◆ Task 1
Pick out every line of the records below that contains the string "rock", matching case, and copy each of those lines.

══ Supplied passage

Flagler professor’s book ‘Making Sense of the Sacred’ investigates ethics of universalism
Apr 27, 2021
Our shared values as a global society can be found in the religions of the world, according to a new book by Dr. James Rowell, associate professor of Religion at Flagler College. “Making Sense of the Sacred,” available on May 18 from Augsburg Fortress Publishers, breaks from the conventional norms of textbooks – which focus on providing comprehensive detail – by examining in greater detail the universal message found in religious doctrines.
“All religions share certain moral values,” Rowell said. “These are important norms that allow us to behave civilly towards one another. But not all religions emphasize or interpret these ethics in the same way.”
This divergence in how values are interpreted leads to different, and sometimes conflicting practices. In Rowell’s book, he points to the injunction of “do not kill,” which exists in every major religious tradition, as an example.
“Is abortion a form of murder?” he asks in the book. “Should capital punishment be allowed? Can war be justified? We all agree that killing is morally bad and should be avoided but disagree (ethically) in terms of specific applications of or exemptions from that rule.”
It is these complex relationships between diverse belief systems that inspired the cover of Rowell’s book – that of a puzzle.
“We all know how to make puzzles, and we look to images of the box for their construction,” he said. “Life, however, presents no absolute or clear image – we are not certain where we came from, why we are here, or perhaps if there is God or something sacred in the world as we know it. All of us, as we are born into certain traditions and places, inherit parts of those puzzle pieces, and we can assemble them meaningfully. Looking beyond the horizons of our own traditions and background, however, there is not a complete image for how to integrate our views with contrasting views of those about us. “
As our world grows increasingly interdependent, these commonalities matter more now than ever.

════
══ Data extract

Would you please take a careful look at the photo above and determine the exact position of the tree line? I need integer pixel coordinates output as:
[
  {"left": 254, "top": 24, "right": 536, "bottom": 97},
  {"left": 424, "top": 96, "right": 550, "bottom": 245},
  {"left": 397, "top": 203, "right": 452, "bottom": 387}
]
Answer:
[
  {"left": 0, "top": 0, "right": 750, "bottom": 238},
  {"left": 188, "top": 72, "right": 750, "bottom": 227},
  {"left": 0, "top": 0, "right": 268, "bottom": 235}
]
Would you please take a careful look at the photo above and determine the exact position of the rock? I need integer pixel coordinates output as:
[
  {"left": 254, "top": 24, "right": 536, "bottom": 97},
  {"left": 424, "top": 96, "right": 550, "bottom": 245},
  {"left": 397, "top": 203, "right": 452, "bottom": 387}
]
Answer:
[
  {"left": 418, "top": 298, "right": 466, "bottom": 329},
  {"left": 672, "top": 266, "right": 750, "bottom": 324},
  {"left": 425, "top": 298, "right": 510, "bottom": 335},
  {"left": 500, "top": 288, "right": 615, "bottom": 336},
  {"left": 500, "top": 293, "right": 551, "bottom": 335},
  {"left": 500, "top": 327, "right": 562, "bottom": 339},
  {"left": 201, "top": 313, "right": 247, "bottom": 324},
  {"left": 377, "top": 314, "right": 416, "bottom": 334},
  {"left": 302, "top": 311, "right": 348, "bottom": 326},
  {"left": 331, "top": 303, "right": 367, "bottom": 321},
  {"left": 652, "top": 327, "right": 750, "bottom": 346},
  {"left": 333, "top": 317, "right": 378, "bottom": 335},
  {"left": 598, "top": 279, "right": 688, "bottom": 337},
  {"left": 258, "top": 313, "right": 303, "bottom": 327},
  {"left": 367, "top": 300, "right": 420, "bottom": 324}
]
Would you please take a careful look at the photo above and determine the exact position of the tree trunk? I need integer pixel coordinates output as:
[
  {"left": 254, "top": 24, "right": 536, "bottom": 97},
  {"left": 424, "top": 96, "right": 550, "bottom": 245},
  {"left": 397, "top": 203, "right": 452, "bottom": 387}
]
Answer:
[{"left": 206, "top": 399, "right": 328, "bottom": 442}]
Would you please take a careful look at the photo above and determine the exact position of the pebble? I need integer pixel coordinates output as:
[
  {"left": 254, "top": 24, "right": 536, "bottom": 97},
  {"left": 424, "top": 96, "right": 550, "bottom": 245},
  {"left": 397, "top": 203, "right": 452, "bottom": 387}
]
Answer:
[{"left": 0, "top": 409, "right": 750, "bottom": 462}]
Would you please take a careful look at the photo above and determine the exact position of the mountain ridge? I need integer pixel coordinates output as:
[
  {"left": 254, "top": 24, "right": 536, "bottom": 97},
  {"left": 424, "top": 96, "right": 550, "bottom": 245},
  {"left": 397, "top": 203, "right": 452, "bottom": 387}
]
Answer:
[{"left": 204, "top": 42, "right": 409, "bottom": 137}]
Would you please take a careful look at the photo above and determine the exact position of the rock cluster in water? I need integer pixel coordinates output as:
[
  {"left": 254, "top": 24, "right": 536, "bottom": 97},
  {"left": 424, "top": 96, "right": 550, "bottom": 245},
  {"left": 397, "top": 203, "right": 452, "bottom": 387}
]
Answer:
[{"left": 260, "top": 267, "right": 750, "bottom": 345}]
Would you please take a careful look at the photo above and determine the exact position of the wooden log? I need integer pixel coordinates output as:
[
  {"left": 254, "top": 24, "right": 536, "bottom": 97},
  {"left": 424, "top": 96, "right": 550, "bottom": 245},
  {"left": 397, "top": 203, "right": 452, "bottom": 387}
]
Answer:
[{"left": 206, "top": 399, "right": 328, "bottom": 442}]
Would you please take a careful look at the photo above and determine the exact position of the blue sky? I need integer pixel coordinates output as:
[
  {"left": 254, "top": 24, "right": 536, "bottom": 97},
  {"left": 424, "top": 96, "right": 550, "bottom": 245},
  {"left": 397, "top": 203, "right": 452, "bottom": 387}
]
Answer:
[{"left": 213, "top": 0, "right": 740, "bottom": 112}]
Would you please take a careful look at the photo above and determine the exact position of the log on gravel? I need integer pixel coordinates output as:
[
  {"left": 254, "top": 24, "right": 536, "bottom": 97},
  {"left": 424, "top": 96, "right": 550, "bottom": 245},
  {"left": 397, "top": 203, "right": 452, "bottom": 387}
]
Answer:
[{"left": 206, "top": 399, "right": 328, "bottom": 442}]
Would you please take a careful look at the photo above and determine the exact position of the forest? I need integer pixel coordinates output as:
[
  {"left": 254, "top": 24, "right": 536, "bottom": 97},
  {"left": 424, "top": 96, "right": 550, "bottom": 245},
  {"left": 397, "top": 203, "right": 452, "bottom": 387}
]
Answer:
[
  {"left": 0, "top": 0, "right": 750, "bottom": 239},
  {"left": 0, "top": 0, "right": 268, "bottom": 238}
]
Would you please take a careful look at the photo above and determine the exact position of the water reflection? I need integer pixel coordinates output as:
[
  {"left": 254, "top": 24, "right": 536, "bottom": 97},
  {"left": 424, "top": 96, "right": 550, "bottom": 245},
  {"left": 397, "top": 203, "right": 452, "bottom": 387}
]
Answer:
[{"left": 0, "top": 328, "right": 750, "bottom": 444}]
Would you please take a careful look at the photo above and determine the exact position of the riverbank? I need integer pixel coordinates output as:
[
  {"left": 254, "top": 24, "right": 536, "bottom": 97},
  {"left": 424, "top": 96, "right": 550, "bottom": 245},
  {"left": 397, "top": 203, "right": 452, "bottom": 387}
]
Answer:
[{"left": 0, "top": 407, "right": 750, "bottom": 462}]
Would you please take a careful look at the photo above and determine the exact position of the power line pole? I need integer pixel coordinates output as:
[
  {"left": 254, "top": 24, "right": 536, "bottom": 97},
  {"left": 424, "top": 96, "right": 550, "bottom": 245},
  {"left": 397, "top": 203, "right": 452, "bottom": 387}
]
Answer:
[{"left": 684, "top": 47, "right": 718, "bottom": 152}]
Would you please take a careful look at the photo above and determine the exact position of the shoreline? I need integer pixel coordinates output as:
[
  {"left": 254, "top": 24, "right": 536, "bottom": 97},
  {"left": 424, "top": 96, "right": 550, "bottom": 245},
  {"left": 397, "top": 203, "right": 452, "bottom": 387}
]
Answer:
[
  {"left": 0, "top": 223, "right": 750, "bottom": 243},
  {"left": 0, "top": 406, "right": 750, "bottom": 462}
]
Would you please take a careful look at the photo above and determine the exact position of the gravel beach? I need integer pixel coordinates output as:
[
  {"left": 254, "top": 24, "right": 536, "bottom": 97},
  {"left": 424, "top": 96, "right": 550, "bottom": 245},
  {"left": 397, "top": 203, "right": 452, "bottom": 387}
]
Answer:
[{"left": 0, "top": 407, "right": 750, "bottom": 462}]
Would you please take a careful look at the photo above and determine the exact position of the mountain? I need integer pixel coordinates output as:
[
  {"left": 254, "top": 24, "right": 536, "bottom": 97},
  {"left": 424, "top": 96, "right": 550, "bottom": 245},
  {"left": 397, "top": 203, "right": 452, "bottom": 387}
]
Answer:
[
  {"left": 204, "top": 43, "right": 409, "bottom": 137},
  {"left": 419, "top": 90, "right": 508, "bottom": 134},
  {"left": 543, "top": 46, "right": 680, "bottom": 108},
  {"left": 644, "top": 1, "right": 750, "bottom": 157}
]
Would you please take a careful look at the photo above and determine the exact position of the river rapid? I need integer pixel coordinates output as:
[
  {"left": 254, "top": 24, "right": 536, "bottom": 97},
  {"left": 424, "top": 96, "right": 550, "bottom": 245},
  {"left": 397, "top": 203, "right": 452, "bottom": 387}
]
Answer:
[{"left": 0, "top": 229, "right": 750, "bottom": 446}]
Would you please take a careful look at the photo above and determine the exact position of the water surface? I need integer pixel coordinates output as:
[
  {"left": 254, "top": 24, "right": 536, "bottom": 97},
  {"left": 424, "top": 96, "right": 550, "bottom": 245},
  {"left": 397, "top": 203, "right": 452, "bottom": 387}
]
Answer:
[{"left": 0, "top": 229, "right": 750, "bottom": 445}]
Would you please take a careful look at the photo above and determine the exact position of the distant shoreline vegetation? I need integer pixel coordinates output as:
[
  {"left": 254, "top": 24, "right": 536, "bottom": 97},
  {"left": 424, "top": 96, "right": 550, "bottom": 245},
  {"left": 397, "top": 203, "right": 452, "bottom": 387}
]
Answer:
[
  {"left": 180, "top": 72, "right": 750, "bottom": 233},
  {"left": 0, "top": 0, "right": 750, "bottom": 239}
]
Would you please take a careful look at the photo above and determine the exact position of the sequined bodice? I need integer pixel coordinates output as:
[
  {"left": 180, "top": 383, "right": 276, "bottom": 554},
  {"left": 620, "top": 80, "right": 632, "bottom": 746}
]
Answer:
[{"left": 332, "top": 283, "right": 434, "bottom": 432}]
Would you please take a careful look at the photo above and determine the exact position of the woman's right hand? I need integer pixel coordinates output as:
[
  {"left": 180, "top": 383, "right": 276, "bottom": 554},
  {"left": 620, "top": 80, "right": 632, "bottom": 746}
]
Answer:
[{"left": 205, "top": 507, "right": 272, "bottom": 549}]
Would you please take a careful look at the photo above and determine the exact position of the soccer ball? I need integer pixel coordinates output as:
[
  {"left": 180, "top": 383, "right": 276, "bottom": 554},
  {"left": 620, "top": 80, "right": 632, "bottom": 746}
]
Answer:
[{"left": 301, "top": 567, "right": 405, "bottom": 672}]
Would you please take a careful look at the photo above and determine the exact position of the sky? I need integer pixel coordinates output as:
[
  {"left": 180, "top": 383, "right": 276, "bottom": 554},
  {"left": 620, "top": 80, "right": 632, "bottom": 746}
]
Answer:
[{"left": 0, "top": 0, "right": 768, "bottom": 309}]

════

◆ Task 2
Repeat word for word everything in the article about Rowell's book from "This divergence in" down to "as an example.".

◆ Exercise output 1
Would you please take a careful look at the photo above and determine the exact position of the rock? I need integer pixel coordinates output as:
Would you please take a careful look at the photo above and determine the exact position of the rock cluster in water? I need integer pixel coordinates output as:

◆ Exercise output 2
This divergence in how values are interpreted leads to different, and sometimes conflicting practices. In Rowell’s book, he points to the injunction of “do not kill,” which exists in every major religious tradition, as an example.